-- start LISTED ENTRIES --

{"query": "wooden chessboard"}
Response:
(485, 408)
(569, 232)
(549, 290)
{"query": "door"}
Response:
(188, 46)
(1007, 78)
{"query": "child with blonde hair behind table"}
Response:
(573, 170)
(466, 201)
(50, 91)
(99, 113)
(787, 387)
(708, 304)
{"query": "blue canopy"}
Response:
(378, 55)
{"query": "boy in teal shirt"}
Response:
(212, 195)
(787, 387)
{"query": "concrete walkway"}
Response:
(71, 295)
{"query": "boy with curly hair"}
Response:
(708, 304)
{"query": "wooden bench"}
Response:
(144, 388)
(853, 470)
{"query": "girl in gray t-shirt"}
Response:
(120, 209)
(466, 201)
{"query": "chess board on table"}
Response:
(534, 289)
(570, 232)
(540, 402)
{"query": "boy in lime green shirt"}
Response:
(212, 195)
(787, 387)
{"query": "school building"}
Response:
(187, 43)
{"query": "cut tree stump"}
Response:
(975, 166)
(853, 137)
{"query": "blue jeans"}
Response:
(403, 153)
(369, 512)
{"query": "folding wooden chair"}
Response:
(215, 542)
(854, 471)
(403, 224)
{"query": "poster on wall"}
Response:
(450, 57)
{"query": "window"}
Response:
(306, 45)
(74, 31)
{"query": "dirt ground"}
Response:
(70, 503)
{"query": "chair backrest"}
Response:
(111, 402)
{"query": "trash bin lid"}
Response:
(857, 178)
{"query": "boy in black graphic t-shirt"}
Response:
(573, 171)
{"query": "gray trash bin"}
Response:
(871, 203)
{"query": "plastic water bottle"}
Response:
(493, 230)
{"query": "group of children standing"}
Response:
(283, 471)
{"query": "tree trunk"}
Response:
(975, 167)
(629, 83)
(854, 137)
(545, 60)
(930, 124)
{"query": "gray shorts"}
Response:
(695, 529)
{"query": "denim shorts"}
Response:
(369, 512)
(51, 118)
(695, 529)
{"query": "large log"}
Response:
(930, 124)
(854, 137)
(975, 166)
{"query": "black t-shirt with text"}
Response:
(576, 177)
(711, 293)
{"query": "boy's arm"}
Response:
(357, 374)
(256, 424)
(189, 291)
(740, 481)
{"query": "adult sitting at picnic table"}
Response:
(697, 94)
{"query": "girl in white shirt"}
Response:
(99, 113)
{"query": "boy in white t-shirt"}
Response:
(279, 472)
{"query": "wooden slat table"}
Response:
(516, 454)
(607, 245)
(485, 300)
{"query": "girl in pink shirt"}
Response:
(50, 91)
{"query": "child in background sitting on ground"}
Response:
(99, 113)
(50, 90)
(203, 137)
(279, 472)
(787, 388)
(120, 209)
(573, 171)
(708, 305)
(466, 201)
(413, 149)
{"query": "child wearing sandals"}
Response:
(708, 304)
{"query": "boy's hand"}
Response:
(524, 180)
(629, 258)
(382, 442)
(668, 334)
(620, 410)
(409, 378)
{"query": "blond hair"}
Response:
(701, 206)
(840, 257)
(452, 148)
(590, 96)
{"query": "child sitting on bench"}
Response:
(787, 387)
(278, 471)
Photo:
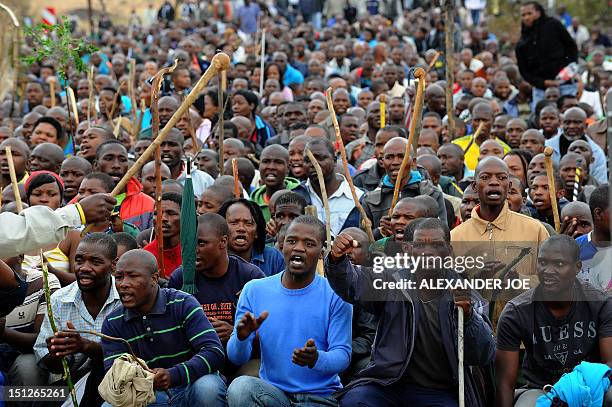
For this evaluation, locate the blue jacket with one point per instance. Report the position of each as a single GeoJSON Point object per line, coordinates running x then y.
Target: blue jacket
{"type": "Point", "coordinates": [398, 321]}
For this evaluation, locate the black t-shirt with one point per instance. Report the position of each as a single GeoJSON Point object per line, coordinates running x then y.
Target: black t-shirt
{"type": "Point", "coordinates": [555, 346]}
{"type": "Point", "coordinates": [219, 296]}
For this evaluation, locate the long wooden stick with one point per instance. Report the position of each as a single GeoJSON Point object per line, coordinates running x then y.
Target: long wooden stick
{"type": "Point", "coordinates": [53, 325]}
{"type": "Point", "coordinates": [14, 184]}
{"type": "Point", "coordinates": [416, 114]}
{"type": "Point", "coordinates": [155, 89]}
{"type": "Point", "coordinates": [548, 152]}
{"type": "Point", "coordinates": [220, 62]}
{"type": "Point", "coordinates": [474, 137]}
{"type": "Point", "coordinates": [91, 105]}
{"type": "Point", "coordinates": [449, 45]}
{"type": "Point", "coordinates": [324, 198]}
{"type": "Point", "coordinates": [235, 174]}
{"type": "Point", "coordinates": [366, 223]}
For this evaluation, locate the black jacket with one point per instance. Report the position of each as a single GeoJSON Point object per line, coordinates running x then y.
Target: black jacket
{"type": "Point", "coordinates": [398, 319]}
{"type": "Point", "coordinates": [543, 50]}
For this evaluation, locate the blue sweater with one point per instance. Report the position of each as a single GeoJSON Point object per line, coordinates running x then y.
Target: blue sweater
{"type": "Point", "coordinates": [295, 316]}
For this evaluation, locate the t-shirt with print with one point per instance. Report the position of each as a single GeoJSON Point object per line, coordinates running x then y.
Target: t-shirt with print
{"type": "Point", "coordinates": [555, 346]}
{"type": "Point", "coordinates": [219, 296]}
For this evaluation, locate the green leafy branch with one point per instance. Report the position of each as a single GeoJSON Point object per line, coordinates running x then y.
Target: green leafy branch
{"type": "Point", "coordinates": [56, 43]}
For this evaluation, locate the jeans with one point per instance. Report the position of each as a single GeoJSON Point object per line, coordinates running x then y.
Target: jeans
{"type": "Point", "coordinates": [400, 394]}
{"type": "Point", "coordinates": [538, 94]}
{"type": "Point", "coordinates": [253, 391]}
{"type": "Point", "coordinates": [208, 390]}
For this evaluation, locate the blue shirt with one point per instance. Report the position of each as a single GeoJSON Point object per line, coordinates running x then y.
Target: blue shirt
{"type": "Point", "coordinates": [270, 261]}
{"type": "Point", "coordinates": [175, 335]}
{"type": "Point", "coordinates": [295, 316]}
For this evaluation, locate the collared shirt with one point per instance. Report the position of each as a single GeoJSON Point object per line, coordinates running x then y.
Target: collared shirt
{"type": "Point", "coordinates": [68, 305]}
{"type": "Point", "coordinates": [340, 204]}
{"type": "Point", "coordinates": [175, 335]}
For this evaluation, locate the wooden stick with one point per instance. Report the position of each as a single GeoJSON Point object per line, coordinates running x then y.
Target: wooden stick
{"type": "Point", "coordinates": [220, 62]}
{"type": "Point", "coordinates": [262, 62]}
{"type": "Point", "coordinates": [433, 62]}
{"type": "Point", "coordinates": [366, 223]}
{"type": "Point", "coordinates": [449, 44]}
{"type": "Point", "coordinates": [53, 325]}
{"type": "Point", "coordinates": [73, 105]}
{"type": "Point", "coordinates": [460, 353]}
{"type": "Point", "coordinates": [14, 184]}
{"type": "Point", "coordinates": [383, 108]}
{"type": "Point", "coordinates": [323, 198]}
{"type": "Point", "coordinates": [416, 113]}
{"type": "Point", "coordinates": [548, 152]}
{"type": "Point", "coordinates": [237, 187]}
{"type": "Point", "coordinates": [52, 90]}
{"type": "Point", "coordinates": [221, 95]}
{"type": "Point", "coordinates": [91, 105]}
{"type": "Point", "coordinates": [115, 100]}
{"type": "Point", "coordinates": [474, 137]}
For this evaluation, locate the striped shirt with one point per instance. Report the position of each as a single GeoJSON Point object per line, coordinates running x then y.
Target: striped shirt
{"type": "Point", "coordinates": [175, 335]}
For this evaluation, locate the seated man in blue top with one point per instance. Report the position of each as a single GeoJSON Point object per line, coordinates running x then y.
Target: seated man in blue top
{"type": "Point", "coordinates": [300, 362]}
{"type": "Point", "coordinates": [168, 330]}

-- end LISTED ENTRIES --

PROBLEM DETAILS: Strip out the pictures and quote the remaining data word for word.

SOLUTION TO THIS TASK:
{"query": "wooden chessboard"}
Response:
(485, 408)
(569, 232)
(549, 290)
{"query": "door"}
Response:
(188, 46)
(1007, 78)
{"query": "child with blonde hair behind table"}
Response:
(573, 170)
(466, 201)
(50, 91)
(99, 113)
(787, 387)
(708, 304)
{"query": "blue canopy"}
Response:
(378, 55)
{"query": "boy in teal shirt"}
Response:
(212, 195)
(787, 387)
{"query": "concrete walkway"}
Response:
(71, 295)
{"query": "boy with curly hair"}
Response:
(708, 304)
{"query": "wooden bench"}
Response:
(144, 388)
(853, 470)
{"query": "girl in gray t-shirt"}
Response:
(120, 209)
(466, 201)
{"query": "chess board on table"}
Response:
(534, 289)
(570, 232)
(540, 402)
{"query": "boy in lime green shirt"}
Response:
(212, 195)
(787, 387)
{"query": "school building"}
Response:
(187, 43)
{"query": "cut tree stump"}
Response:
(975, 166)
(853, 137)
{"query": "blue jeans"}
Response:
(403, 153)
(369, 512)
{"query": "folding wooden chair"}
Response:
(215, 542)
(854, 471)
(403, 224)
{"query": "poster on wall"}
Response:
(450, 57)
{"query": "window"}
Response:
(306, 45)
(74, 31)
{"query": "dirt ground"}
Response:
(70, 503)
{"query": "chair backrest"}
Response:
(111, 402)
{"query": "trash bin lid"}
Response:
(857, 178)
{"query": "boy in black graphic t-shirt"}
Response:
(573, 171)
{"query": "gray trash bin"}
Response:
(871, 203)
{"query": "plastic water bottle"}
Response:
(493, 230)
{"query": "group of children standing"}
Response:
(283, 471)
{"query": "tree trunk"}
Response:
(975, 167)
(629, 83)
(854, 137)
(545, 60)
(930, 124)
{"query": "gray shorts"}
Response:
(695, 529)
{"query": "denim shorts"}
Response:
(369, 512)
(51, 118)
(695, 529)
{"query": "large log"}
Response:
(930, 124)
(854, 137)
(975, 166)
{"query": "black t-shirt with text"}
Response:
(576, 177)
(711, 293)
{"query": "boy's arm"}
Response:
(357, 374)
(256, 424)
(189, 291)
(740, 481)
{"query": "adult sitting at picnic table"}
Response:
(697, 94)
{"query": "girl in white shirt"}
Response:
(99, 113)
{"query": "boy in white t-shirt"}
Response:
(279, 472)
{"query": "wooden slat table"}
Response:
(516, 454)
(607, 245)
(485, 300)
{"query": "girl in pink shirt"}
Response:
(50, 91)
{"query": "child in background sitting on ground"}
Response:
(99, 113)
(50, 90)
(203, 137)
(279, 472)
(787, 388)
(120, 209)
(573, 171)
(708, 305)
(466, 201)
(413, 149)
{"query": "child wearing sandals"}
Response:
(708, 304)
{"query": "boy's hand"}
Response:
(524, 180)
(629, 258)
(382, 442)
(668, 334)
(620, 410)
(409, 378)
{"query": "blond hair"}
Response:
(701, 206)
(840, 257)
(452, 148)
(590, 96)
{"query": "child sitting on bench"}
Response:
(787, 387)
(278, 471)
Photo:
For this evaluation, locate the blue jacket with one point per instance. Report the position of each as a single GeoJSON Point object per line, coordinates running x then y.
Target: blue jacket
{"type": "Point", "coordinates": [398, 321]}
For this evaluation, locate the black t-shirt with one point per instance. Report the position of each as a single GeoJSON Point object per line, coordinates running x then y.
Target: black t-shirt
{"type": "Point", "coordinates": [555, 346]}
{"type": "Point", "coordinates": [219, 296]}
For this evaluation, locate the long wooden stick with one point per instance. Report the position of each as a single GeoJSON Point object per line, coordinates running x then y.
Target: long wooden stick
{"type": "Point", "coordinates": [53, 325]}
{"type": "Point", "coordinates": [14, 184]}
{"type": "Point", "coordinates": [416, 114]}
{"type": "Point", "coordinates": [155, 89]}
{"type": "Point", "coordinates": [548, 152]}
{"type": "Point", "coordinates": [220, 62]}
{"type": "Point", "coordinates": [474, 137]}
{"type": "Point", "coordinates": [91, 105]}
{"type": "Point", "coordinates": [449, 45]}
{"type": "Point", "coordinates": [324, 198]}
{"type": "Point", "coordinates": [235, 174]}
{"type": "Point", "coordinates": [366, 223]}
For this evaluation, locate the black jacket with one point per instance. Report the position of each as a single GeoJSON Point object per line, coordinates running x then y.
Target: black jacket
{"type": "Point", "coordinates": [398, 319]}
{"type": "Point", "coordinates": [543, 50]}
For this evaluation, locate the blue sweater with one point per instance. Report the position of each as a single GeoJSON Point object per line, coordinates running x then y.
Target: blue sweater
{"type": "Point", "coordinates": [295, 316]}
For this evaluation, locate the t-shirt with print with one point per instance. Report the position of each as a single GeoJSON Point object per line, coordinates running x then y.
Target: t-shirt with print
{"type": "Point", "coordinates": [555, 346]}
{"type": "Point", "coordinates": [219, 296]}
For this evaluation, locate the green leafy branch with one point per instance. Report the position of each as a single GeoJSON Point object per line, coordinates running x then y.
Target: green leafy branch
{"type": "Point", "coordinates": [56, 43]}
For this evaluation, locate the jeans with one point per instance. Report the position of each as a single GeoJSON Point object per line, coordinates running x then y.
Target: jeans
{"type": "Point", "coordinates": [400, 394]}
{"type": "Point", "coordinates": [538, 94]}
{"type": "Point", "coordinates": [253, 391]}
{"type": "Point", "coordinates": [208, 390]}
For this evaluation, locate the blue shirt with one point per instance. Report the position of each as a single GeoJSON Point object per line, coordinates running x then y.
Target: blue shirt
{"type": "Point", "coordinates": [270, 261]}
{"type": "Point", "coordinates": [175, 335]}
{"type": "Point", "coordinates": [295, 316]}
For this evaluation, locate the collared shirt with one point per instance. Report the position of each as a single GeoJSON Point object per line, coordinates running x then y.
Target: collared shirt
{"type": "Point", "coordinates": [68, 305]}
{"type": "Point", "coordinates": [340, 204]}
{"type": "Point", "coordinates": [175, 335]}
For this evaluation, locate the wooden stick with one point per instance. Report the position of each as a single GeoJSON Point object per line, coordinates running x then y.
Target: wooden stick
{"type": "Point", "coordinates": [220, 62]}
{"type": "Point", "coordinates": [262, 62]}
{"type": "Point", "coordinates": [433, 62]}
{"type": "Point", "coordinates": [366, 223]}
{"type": "Point", "coordinates": [449, 44]}
{"type": "Point", "coordinates": [53, 325]}
{"type": "Point", "coordinates": [73, 105]}
{"type": "Point", "coordinates": [460, 353]}
{"type": "Point", "coordinates": [14, 184]}
{"type": "Point", "coordinates": [383, 108]}
{"type": "Point", "coordinates": [323, 198]}
{"type": "Point", "coordinates": [416, 113]}
{"type": "Point", "coordinates": [548, 152]}
{"type": "Point", "coordinates": [237, 187]}
{"type": "Point", "coordinates": [52, 90]}
{"type": "Point", "coordinates": [221, 95]}
{"type": "Point", "coordinates": [91, 105]}
{"type": "Point", "coordinates": [115, 100]}
{"type": "Point", "coordinates": [474, 137]}
For this evaluation, locate the striped shirt with one point per instance. Report the position of each as a single GeoJSON Point object per line, coordinates running x then y.
Target: striped shirt
{"type": "Point", "coordinates": [175, 335]}
For this evaluation, locate the seated man in blue top with one point per instance. Report the position of each as a single GeoJSON Point object per line, coordinates running x then y.
Target: seated man in blue top
{"type": "Point", "coordinates": [300, 362]}
{"type": "Point", "coordinates": [168, 330]}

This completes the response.